### Aim of the task
Pull every line containing "orange" from the listing.

────────────────────────────────────────

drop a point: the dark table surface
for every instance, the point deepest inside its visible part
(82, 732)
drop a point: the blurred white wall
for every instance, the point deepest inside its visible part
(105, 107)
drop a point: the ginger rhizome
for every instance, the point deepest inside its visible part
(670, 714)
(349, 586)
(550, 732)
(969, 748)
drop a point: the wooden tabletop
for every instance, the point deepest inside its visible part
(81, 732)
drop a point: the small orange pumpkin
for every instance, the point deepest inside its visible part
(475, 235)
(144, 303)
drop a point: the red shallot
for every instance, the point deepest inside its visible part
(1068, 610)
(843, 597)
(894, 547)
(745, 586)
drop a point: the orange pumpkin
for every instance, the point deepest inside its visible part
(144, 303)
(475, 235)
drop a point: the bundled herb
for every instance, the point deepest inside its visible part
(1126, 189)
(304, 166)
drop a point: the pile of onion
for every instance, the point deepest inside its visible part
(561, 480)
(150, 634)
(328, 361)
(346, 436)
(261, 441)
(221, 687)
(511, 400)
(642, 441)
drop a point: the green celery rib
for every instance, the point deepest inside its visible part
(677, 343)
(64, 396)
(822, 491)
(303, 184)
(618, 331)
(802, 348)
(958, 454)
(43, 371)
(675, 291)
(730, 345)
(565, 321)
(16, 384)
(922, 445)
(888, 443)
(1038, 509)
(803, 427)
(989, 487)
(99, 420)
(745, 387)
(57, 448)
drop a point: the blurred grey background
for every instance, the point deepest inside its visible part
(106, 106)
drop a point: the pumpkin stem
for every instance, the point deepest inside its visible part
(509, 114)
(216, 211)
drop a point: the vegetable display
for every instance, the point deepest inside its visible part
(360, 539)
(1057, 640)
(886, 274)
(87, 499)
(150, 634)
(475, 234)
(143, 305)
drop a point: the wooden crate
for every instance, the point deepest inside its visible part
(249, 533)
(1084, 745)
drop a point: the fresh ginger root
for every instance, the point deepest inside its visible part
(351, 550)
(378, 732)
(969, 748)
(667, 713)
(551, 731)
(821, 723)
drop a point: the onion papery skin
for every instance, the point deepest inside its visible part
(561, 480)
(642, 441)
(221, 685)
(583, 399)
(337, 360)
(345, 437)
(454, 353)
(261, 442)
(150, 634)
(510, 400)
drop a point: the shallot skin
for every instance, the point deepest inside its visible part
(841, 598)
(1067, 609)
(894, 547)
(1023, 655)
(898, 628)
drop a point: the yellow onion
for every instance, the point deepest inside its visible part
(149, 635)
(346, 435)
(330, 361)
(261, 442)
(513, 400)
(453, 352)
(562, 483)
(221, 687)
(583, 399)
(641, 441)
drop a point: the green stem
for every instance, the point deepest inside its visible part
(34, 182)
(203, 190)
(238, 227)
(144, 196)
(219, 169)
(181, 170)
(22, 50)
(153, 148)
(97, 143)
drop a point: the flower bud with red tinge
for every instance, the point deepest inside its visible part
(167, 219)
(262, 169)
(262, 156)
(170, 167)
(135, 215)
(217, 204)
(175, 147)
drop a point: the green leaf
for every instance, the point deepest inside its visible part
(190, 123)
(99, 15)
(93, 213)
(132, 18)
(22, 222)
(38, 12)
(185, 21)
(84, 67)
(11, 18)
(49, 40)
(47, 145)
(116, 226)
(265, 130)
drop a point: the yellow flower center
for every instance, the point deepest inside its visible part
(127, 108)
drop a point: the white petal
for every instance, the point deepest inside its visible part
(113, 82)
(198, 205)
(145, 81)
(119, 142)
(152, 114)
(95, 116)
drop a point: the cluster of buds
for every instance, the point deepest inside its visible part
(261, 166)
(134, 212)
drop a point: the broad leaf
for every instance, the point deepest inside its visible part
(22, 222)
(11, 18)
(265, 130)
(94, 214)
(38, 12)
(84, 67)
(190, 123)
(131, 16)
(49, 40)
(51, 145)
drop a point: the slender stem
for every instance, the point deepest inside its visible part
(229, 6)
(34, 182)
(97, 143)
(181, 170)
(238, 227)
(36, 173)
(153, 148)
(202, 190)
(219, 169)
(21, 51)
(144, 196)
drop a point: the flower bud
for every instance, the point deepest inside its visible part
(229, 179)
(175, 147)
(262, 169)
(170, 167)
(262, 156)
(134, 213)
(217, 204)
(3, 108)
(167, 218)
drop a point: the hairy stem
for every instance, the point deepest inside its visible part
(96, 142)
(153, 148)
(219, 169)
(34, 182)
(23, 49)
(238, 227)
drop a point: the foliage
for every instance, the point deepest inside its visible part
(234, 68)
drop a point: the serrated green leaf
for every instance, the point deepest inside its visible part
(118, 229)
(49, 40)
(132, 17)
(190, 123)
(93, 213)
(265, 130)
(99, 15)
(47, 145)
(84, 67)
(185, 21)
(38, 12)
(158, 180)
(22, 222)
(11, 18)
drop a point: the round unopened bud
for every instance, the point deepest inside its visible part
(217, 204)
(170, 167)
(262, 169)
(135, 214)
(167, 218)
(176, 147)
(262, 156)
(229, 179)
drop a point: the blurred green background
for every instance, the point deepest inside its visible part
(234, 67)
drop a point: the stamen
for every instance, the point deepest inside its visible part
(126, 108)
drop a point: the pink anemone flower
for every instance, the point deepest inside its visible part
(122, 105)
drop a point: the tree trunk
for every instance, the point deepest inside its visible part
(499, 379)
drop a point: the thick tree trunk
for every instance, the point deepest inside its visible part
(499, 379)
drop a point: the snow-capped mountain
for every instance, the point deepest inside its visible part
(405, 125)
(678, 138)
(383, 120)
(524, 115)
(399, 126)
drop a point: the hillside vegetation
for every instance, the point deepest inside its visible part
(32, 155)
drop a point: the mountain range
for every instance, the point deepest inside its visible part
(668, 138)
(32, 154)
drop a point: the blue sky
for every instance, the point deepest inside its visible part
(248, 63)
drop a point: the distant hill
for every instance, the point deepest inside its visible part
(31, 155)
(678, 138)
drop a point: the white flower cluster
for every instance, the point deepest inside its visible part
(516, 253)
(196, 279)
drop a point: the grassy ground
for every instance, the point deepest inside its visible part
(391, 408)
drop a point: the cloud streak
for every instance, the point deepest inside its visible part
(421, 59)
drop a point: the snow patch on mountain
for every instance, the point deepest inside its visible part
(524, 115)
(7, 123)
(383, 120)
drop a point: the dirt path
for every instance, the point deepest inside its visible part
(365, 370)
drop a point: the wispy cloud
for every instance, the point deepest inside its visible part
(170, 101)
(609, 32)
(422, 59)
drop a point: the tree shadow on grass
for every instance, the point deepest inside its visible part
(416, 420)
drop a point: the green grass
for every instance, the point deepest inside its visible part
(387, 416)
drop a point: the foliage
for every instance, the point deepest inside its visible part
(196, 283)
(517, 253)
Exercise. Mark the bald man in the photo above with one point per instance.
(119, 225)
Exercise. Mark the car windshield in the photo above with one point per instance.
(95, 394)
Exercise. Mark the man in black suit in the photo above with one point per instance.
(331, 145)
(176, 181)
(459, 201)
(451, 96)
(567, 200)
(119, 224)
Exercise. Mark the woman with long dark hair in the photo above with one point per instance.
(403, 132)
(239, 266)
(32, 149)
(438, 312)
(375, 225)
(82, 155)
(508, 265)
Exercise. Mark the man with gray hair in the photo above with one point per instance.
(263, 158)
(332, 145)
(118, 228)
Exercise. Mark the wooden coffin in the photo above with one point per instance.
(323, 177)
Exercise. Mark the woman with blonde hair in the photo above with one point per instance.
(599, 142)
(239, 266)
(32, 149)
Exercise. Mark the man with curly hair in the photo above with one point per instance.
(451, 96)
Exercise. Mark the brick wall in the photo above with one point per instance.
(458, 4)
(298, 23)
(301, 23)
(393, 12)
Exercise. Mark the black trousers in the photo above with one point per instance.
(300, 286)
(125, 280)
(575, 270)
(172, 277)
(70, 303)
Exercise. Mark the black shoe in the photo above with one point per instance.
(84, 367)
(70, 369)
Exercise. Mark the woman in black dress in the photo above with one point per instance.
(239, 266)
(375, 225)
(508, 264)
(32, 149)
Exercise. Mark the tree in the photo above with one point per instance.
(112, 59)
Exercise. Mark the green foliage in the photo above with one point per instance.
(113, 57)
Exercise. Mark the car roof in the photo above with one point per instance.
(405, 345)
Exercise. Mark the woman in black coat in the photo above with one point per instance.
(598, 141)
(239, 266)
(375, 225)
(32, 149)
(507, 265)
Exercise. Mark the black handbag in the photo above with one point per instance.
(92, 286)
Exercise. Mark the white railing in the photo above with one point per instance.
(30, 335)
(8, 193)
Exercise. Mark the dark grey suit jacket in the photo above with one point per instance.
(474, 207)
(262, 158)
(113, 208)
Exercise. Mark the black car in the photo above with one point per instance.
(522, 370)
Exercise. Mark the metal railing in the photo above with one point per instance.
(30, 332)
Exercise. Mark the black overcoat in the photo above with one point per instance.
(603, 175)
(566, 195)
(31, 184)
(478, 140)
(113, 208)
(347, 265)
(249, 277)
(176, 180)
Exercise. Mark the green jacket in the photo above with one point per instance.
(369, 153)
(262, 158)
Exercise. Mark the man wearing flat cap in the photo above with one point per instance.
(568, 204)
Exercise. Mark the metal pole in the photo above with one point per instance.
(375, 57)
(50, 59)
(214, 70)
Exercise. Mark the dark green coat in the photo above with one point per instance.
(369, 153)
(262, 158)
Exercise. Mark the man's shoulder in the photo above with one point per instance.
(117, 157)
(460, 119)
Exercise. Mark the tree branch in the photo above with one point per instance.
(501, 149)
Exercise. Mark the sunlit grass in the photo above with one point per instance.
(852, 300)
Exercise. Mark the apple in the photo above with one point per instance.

────────────────────────────────────────

### Reply to the exercise
drop a point: the small orange pumpkin
drop a point: the orange pumpkin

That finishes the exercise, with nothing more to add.